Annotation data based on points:
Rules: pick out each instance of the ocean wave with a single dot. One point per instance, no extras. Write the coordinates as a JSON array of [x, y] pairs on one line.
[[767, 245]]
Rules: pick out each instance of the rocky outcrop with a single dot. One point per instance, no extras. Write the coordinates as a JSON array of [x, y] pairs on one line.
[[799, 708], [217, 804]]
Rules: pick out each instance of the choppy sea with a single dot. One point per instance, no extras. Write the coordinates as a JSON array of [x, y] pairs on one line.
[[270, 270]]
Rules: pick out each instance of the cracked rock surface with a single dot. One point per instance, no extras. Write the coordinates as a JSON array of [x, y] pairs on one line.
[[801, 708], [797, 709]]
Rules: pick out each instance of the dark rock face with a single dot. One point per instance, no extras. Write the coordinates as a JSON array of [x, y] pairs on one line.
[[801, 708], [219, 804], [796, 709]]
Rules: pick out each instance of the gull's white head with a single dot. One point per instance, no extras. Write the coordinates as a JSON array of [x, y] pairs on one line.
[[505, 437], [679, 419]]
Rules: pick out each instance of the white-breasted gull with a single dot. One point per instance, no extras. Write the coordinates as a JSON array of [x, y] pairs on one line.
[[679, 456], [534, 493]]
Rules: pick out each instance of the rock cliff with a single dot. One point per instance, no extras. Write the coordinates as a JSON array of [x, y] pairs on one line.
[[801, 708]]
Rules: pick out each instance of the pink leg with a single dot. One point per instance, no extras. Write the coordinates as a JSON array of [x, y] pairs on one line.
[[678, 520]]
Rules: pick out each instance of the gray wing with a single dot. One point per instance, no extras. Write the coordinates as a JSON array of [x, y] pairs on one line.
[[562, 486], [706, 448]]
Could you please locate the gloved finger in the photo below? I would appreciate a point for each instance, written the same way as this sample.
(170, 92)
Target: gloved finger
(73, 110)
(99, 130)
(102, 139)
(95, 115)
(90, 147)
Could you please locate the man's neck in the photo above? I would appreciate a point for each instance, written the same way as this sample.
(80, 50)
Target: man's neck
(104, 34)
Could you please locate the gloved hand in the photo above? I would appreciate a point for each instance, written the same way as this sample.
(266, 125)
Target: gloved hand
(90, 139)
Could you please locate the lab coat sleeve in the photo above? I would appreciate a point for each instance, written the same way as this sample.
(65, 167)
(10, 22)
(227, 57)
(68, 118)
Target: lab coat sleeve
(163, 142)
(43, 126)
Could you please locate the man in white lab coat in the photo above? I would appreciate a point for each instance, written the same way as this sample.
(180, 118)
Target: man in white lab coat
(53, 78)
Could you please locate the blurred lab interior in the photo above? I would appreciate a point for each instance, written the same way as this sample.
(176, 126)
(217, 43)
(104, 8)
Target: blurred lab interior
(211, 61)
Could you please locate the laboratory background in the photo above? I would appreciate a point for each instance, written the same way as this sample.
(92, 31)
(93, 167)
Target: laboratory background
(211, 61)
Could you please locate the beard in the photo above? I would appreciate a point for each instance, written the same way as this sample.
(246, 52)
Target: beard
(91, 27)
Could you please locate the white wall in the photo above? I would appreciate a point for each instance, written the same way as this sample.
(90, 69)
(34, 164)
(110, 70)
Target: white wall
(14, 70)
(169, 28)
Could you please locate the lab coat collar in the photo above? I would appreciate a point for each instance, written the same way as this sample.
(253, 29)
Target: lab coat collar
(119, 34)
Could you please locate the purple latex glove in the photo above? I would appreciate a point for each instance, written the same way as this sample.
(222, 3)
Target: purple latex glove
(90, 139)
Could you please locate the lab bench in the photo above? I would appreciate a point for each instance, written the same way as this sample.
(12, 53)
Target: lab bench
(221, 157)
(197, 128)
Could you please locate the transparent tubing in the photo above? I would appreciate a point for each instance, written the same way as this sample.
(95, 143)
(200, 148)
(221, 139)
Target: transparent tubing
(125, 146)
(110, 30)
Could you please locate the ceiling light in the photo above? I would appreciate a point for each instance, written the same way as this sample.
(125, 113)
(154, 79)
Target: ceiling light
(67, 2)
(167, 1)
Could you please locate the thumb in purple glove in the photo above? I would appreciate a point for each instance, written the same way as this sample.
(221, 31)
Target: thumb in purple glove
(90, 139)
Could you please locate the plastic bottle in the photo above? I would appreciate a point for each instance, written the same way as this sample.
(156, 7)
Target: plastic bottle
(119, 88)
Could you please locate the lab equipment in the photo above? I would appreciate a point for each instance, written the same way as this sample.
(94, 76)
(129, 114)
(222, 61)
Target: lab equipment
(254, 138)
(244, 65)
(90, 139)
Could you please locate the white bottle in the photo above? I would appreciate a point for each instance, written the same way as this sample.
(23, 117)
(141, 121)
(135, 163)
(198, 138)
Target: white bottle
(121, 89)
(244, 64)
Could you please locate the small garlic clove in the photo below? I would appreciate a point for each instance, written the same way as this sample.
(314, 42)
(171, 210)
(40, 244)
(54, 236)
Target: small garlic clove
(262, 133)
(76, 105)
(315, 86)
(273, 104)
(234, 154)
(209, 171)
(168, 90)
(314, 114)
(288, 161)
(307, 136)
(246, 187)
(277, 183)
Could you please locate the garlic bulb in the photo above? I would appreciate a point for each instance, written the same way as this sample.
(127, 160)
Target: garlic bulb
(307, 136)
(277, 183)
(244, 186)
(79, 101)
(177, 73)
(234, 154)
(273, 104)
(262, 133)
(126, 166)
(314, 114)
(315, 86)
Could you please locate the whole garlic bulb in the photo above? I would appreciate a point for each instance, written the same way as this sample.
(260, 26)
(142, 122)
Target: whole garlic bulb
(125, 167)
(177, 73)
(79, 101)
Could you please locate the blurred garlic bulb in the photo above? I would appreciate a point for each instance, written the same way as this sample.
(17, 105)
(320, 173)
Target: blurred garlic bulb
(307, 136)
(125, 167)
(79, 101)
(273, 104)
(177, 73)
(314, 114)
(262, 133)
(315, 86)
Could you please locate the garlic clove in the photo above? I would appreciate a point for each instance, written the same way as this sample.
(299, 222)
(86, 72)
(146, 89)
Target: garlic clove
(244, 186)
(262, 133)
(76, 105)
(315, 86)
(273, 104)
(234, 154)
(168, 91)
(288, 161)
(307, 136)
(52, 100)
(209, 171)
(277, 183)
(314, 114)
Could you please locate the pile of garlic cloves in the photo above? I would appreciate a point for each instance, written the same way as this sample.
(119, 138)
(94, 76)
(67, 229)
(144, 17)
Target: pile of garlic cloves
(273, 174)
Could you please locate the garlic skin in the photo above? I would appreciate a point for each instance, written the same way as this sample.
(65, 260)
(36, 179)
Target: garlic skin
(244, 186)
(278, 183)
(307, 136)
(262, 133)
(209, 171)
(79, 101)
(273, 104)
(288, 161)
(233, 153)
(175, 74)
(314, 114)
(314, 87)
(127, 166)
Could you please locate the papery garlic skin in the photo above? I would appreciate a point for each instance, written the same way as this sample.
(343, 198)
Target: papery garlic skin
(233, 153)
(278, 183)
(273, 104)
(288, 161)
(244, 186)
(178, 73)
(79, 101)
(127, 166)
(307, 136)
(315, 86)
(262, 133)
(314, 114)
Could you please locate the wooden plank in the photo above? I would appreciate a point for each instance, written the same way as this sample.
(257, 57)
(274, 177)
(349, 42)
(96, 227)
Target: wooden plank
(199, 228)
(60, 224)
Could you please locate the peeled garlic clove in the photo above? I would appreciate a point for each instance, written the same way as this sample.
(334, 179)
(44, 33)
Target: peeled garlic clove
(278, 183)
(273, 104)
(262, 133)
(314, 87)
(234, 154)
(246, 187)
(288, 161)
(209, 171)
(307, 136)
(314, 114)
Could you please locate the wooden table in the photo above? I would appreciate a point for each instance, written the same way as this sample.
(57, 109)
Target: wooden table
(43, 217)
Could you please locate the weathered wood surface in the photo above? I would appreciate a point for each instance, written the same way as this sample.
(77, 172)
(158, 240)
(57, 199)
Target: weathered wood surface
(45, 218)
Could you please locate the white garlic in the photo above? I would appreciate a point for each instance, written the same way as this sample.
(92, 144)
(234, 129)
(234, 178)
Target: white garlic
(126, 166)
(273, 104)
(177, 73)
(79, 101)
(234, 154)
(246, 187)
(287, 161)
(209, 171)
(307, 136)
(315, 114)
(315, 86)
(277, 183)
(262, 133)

DESCRIPTION OF THE TASK
Reproduce the lines of the listing from its first line up to and including the line that contains "[[767, 245]]".

TASK SOLUTION
Rules: pick out each instance of the ocean wave with a single dot. One point per instance, no extras. Write the coordinates as a JSON array of [x, y] pairs on one line.
[[767, 245]]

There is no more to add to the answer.